Pick out every line of the listing below that contains the word "pregnant".

Data supplied:
[START]

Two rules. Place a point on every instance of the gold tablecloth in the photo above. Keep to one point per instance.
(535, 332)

[END]
[START]

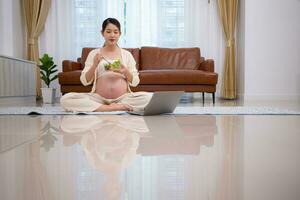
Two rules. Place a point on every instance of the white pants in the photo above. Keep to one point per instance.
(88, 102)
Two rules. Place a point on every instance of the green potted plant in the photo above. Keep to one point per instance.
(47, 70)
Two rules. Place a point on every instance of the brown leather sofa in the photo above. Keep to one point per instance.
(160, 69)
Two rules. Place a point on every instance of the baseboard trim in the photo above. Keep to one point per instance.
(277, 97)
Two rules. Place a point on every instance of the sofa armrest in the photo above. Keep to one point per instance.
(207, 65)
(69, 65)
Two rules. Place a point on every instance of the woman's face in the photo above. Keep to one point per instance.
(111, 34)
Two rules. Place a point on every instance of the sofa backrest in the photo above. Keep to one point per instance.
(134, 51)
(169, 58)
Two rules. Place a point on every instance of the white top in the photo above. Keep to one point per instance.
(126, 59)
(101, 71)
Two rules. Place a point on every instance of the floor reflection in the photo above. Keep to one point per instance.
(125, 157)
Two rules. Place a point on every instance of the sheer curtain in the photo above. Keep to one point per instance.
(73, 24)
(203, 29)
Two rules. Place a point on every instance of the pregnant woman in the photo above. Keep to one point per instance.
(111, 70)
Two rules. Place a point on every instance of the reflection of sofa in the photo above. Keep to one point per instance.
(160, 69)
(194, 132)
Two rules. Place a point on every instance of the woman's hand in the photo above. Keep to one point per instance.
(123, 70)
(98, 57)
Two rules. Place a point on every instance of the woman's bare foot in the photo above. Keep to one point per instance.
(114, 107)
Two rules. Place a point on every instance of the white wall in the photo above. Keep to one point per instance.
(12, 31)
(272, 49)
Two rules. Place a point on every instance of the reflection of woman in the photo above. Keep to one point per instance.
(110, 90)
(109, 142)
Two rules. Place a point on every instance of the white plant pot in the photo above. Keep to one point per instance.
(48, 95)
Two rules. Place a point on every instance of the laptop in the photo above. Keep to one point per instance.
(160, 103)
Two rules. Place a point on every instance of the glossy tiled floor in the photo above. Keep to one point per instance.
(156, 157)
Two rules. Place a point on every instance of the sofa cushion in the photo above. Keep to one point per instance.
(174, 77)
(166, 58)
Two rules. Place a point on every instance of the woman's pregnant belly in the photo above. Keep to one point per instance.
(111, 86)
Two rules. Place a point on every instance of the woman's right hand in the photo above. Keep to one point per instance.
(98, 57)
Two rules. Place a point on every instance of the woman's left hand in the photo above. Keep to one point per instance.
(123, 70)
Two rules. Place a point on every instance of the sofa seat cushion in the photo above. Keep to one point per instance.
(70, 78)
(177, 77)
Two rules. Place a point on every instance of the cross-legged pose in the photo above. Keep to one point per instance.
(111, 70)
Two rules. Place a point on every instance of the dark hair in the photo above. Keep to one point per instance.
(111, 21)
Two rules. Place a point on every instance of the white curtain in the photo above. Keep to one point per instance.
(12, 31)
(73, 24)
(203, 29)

[END]
[START]

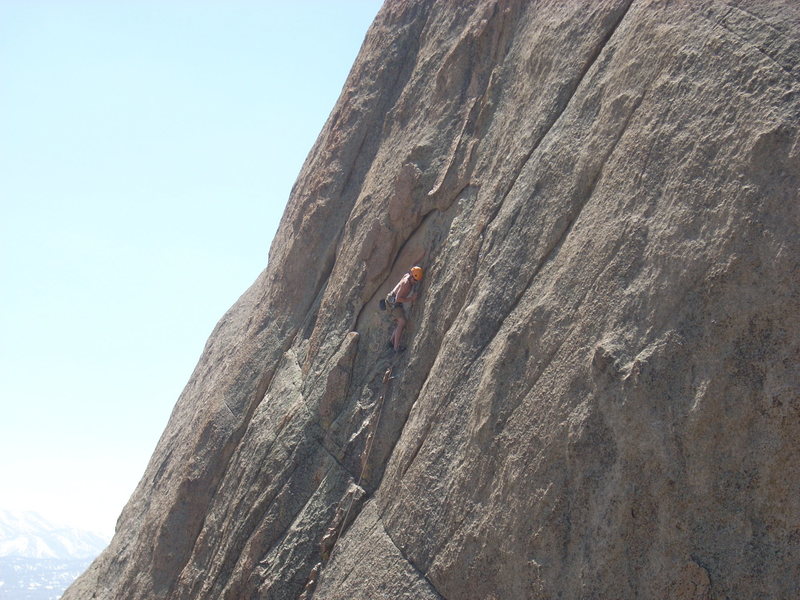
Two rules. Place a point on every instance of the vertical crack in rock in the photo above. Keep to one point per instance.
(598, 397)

[END]

Output of the task:
Two rules. Place a point on every instance of the pregnant woman in the photo above. Keep to one point per instance.
Two rules. Place a point on every instance of the woman's pregnant belly in the photo above. Keep to one point per instance.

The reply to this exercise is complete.